**Problem details:** Please retype the records below exactly as they appear, leaving out every picture.

[Region pointing data]
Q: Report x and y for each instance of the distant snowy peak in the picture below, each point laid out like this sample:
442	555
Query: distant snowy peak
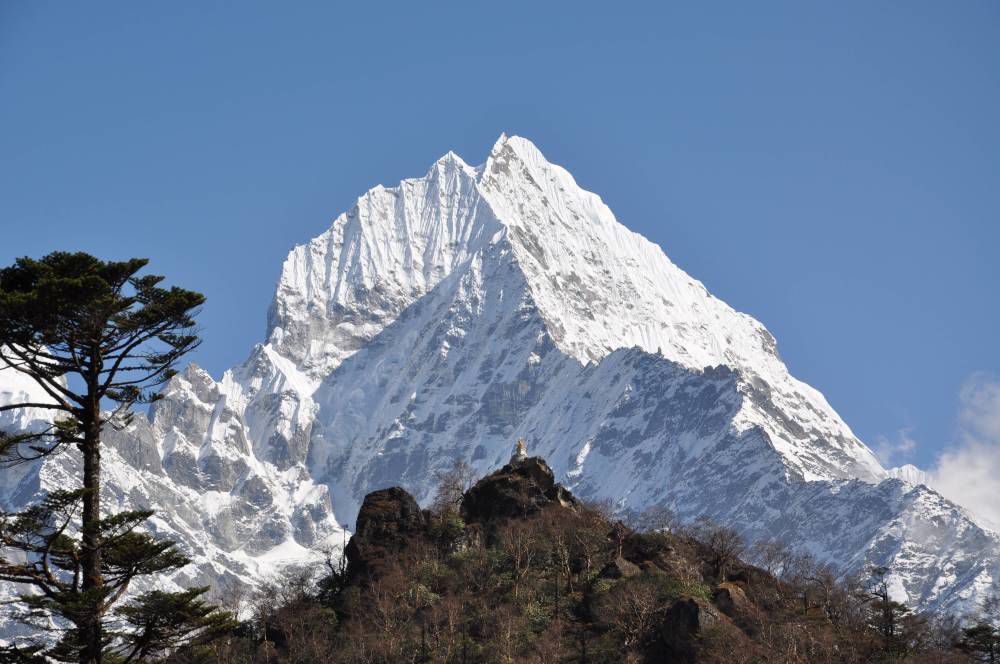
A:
910	474
598	286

**Result:**
Q: Report x and y for each instance of the distant snowy peak in the picture below, each point laid out like this sample:
442	555
Query: distant snowy peak
A:
910	474
598	286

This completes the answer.